*WHAT YOU NEED TO DO*
Copy out every row below that contains the word "child".
::::
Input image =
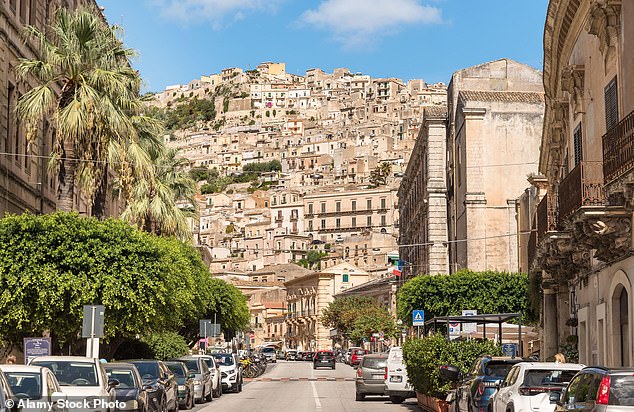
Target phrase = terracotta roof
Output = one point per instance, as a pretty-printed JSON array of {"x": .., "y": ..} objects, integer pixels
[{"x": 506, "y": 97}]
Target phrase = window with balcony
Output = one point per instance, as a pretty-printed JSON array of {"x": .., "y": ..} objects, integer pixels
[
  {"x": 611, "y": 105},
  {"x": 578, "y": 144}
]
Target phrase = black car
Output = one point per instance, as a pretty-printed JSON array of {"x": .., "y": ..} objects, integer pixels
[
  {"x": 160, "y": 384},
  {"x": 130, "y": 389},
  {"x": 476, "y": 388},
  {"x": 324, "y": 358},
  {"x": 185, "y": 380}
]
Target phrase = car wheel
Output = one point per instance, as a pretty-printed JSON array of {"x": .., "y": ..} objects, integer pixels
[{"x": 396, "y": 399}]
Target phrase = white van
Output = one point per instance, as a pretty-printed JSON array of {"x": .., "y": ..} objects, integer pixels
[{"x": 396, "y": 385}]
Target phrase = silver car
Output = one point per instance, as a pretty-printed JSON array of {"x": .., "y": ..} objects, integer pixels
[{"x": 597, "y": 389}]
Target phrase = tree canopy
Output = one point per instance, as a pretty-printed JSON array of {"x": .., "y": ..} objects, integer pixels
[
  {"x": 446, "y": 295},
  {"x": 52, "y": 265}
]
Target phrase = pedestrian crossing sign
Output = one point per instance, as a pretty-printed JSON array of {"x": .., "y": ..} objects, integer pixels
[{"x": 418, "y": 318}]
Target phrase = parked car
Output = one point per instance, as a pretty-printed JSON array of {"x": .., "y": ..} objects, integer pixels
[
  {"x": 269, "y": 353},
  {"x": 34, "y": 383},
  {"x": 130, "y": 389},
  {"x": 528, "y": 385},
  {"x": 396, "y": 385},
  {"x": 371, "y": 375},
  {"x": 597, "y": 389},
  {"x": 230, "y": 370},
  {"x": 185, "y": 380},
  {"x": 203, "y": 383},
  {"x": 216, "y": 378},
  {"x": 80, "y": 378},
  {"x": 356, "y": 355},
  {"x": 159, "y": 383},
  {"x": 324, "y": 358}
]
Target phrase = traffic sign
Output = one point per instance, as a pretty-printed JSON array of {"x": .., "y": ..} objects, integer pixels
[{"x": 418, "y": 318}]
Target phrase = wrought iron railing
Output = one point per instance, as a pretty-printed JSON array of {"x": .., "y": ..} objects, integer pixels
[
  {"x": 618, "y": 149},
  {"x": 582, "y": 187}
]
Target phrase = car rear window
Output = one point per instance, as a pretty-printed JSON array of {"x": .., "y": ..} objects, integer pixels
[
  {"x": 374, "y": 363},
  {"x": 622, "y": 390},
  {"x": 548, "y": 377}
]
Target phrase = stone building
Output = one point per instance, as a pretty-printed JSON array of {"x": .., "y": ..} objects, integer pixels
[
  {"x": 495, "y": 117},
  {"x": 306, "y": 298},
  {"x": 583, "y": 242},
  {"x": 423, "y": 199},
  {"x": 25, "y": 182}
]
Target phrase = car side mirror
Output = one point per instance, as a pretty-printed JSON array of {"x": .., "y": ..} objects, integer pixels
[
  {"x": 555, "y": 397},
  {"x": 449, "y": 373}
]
::::
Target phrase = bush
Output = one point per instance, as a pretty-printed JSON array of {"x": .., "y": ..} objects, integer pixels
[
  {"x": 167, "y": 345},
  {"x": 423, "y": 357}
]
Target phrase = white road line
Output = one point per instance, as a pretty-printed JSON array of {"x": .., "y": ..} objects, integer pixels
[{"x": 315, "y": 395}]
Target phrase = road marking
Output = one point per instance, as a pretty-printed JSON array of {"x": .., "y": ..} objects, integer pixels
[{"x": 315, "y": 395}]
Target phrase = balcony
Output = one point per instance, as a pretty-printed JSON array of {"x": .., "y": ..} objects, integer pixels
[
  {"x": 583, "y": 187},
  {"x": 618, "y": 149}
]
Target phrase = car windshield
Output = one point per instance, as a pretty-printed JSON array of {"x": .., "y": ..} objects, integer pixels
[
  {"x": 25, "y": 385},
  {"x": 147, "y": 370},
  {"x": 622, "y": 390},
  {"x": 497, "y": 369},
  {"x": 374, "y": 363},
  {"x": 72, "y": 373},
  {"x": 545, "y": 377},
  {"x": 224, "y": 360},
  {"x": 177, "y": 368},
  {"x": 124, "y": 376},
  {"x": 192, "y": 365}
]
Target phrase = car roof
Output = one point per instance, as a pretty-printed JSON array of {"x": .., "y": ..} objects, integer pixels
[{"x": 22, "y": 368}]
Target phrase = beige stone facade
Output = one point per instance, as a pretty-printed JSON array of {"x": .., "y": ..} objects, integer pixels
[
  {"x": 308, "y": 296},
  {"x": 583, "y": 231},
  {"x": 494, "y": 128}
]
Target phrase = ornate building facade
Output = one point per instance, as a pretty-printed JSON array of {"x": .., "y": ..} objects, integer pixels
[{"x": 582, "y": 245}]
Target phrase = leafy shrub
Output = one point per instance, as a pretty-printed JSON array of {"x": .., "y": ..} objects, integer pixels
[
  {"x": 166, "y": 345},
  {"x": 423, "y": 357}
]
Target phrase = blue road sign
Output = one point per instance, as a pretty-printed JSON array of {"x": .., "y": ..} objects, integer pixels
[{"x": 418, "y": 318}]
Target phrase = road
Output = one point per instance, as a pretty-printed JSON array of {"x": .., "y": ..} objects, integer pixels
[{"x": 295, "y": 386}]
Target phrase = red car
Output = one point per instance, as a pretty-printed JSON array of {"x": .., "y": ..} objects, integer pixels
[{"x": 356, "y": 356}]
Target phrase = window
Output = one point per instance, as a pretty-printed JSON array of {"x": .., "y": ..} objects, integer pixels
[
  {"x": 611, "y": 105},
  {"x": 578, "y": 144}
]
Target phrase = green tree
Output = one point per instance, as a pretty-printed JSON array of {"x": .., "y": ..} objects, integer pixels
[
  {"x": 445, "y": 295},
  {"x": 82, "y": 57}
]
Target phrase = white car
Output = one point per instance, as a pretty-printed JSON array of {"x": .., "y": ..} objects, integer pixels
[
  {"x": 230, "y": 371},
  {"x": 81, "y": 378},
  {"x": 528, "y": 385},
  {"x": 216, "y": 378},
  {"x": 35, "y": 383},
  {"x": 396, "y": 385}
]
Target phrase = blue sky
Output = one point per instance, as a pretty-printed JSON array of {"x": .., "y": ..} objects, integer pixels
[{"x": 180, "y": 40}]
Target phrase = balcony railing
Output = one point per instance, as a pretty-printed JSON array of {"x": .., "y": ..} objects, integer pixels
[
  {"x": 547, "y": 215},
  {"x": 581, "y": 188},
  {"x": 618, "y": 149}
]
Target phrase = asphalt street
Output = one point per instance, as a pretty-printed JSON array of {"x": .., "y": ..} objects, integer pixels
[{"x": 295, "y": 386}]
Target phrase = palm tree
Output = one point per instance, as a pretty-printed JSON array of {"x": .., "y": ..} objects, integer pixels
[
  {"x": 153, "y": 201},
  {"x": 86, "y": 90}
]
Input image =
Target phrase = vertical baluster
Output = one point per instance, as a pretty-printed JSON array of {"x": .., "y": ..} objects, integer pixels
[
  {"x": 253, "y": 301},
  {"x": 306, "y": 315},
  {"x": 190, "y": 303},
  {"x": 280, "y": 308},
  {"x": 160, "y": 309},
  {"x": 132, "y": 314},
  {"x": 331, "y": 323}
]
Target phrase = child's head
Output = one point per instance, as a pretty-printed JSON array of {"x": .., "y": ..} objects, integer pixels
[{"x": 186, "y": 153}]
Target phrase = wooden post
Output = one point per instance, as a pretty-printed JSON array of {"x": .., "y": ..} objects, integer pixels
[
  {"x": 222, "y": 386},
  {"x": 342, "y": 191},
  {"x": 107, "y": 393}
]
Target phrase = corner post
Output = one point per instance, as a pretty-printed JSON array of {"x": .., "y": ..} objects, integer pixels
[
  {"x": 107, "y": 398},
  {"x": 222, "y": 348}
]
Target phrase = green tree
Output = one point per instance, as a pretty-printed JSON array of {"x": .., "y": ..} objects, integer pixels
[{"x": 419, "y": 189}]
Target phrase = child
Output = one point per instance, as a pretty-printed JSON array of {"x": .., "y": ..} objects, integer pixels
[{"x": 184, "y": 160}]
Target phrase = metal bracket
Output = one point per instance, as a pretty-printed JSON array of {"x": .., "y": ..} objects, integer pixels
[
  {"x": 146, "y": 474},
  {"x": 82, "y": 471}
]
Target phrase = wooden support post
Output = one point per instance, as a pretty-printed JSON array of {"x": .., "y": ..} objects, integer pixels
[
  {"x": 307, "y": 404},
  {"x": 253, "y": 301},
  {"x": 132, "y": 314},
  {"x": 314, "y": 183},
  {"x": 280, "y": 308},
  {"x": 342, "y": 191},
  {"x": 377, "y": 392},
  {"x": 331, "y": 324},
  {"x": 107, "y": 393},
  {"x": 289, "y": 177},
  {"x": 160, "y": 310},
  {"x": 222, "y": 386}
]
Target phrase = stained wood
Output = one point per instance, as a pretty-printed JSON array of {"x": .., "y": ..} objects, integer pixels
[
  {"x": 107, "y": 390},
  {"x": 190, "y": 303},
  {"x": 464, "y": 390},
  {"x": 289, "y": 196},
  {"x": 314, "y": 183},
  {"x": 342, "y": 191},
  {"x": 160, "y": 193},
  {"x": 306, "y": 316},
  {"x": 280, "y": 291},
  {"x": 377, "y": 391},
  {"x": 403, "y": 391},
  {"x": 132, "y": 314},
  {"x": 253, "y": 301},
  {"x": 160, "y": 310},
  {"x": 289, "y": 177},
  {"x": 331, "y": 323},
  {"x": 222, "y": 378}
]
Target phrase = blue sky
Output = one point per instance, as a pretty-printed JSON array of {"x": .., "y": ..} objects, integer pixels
::::
*FULL ANSWER*
Target phrase = child's head
Target phrase = child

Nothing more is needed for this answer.